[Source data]
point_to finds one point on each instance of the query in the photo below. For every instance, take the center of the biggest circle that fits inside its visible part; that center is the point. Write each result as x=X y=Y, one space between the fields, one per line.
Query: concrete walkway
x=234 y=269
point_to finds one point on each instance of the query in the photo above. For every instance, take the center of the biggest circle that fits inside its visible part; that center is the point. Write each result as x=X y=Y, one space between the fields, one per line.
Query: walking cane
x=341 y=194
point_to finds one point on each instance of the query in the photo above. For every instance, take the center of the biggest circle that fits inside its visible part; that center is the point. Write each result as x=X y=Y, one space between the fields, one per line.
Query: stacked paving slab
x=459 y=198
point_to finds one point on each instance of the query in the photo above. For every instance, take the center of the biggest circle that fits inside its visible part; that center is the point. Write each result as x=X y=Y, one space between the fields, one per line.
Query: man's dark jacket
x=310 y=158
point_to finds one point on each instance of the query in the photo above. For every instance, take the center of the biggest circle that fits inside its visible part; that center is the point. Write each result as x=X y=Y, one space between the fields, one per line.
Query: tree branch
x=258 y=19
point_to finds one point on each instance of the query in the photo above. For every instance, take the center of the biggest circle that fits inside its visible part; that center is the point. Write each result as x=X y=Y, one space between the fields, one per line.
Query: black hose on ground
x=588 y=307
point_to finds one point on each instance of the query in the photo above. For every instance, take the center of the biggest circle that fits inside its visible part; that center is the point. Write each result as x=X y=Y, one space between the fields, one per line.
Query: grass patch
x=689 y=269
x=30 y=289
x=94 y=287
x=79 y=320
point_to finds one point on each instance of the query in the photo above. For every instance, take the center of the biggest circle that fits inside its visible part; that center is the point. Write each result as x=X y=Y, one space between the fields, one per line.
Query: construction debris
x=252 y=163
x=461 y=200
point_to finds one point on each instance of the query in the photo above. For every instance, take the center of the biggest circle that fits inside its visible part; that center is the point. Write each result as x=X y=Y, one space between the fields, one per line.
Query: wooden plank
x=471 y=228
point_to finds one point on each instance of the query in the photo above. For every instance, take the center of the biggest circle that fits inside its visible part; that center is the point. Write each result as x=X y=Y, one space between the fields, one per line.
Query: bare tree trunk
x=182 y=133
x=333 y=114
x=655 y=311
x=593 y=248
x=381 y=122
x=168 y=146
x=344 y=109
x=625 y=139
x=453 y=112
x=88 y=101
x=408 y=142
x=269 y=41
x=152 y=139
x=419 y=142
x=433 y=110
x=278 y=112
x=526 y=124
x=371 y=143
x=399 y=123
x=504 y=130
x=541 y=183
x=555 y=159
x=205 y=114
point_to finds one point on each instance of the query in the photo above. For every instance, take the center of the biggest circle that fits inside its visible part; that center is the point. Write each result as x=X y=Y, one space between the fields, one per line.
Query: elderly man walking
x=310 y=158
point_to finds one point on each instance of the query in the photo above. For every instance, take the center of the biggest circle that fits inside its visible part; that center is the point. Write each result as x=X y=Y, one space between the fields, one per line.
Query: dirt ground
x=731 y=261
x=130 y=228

WRITTEN PROBLEM: Please render the items above as a two-column CSV with one row per item, using the column names "prompt" and "response". Put each item's text and its answer in their own quoted fields, with line breaks replaced by spaces.

RESULT OF THE EXERCISE:
prompt,response
"point_to finds one point on each instance of the query in the photo below. For every instance, take the center of the biggest circle that fits inside its visible part; that center is the point. Write each result as x=X y=Y, one space between the fields, one per line. Query: concrete walkway","x=234 y=269"
"point_to finds one point on each instance of the query in the photo above. For every instance, take the center of the biggest circle that fits inside its visible part; that center is the point. Write each result as x=X y=Y, one space between the fields, one per line. Query: walking cane","x=341 y=194"
"point_to finds one point on each instance of the query in the photo above. For every instance, take the center of the biggest circle that fits inside its visible part; that center is the point. Write each result as x=X y=Y, one space between the fields, one per line. Query: stacked paving slab","x=459 y=198"
"point_to finds one point on each instance of the query in the photo above. For every instance, take the center of the biggest circle that fits inside its visible part; that center is the point. Write each result as x=X y=Y, one space between the fields, one per line. Query: man's dark jacket","x=310 y=158"
"point_to finds one point on each instance of the query in the photo above. For every instance, take the center of the biggest circle that fits inside its visible part; that center is the point. Write each result as x=X y=Y, one space between the fields, one per line. Query: tree branch","x=258 y=19"
"point_to finds one point on each instance of the query in the photo above. For every instance, take the center of the biggest circle that fits inside its visible part; that center is the point. Write each result as x=X y=Y, one space between the fields, one per line. Query: black hose on ground","x=588 y=307"
"point_to finds one point on each instance of the query in the photo above. For every instance, take the center of the biggest circle that fits inside its visible part; that center is the point. Write each result as x=X y=Y, one space between the fields, one per line. Query: grass patch","x=689 y=269 x=30 y=289 x=94 y=287 x=79 y=320"
"point_to finds one point on each instance of the query in the photo above. For every instance, take the center of the biggest circle that fits inside its visible part; that center is the point. Write each result as x=X y=Y, one space between the fields, one per line. Query: construction debris","x=252 y=163 x=461 y=200"
"point_to finds one point on each instance of the query in the photo above. For every instance, take the center of the biggest circle that fits inside its visible part; that center is the point. Write each result as x=X y=Y, one space between the fields, one per line. Query: wooden plank","x=471 y=228"
"point_to finds one point on each instance of the query in the photo above. For every instance, take the center of the biggest circle that fits inside its visible part; that center is the point. Write each result as x=X y=Y, one space between the fields, one per line. Query: bare tree trunk","x=182 y=133 x=333 y=114 x=655 y=311 x=593 y=248 x=381 y=122 x=168 y=146 x=344 y=109 x=625 y=139 x=453 y=112 x=88 y=101 x=408 y=142 x=269 y=41 x=152 y=139 x=419 y=142 x=433 y=110 x=278 y=112 x=526 y=124 x=371 y=143 x=399 y=123 x=504 y=130 x=541 y=183 x=555 y=159 x=205 y=114"
"point_to finds one point on each instance of the query in the photo above. For every instance, take the center of the biggest circle that fits inside its visible part; that center is the point. Write each result as x=X y=Y, one space between the fields, one per line. Query: elderly man walking","x=310 y=158"
"point_to finds one point on each instance of the query in the photo above. For every instance, take the center of the biggest circle that fits inside its visible part; that center is the point. Write each result as x=X y=Y, one space between the fields, one per line. Query: dirt ground","x=731 y=261 x=130 y=228"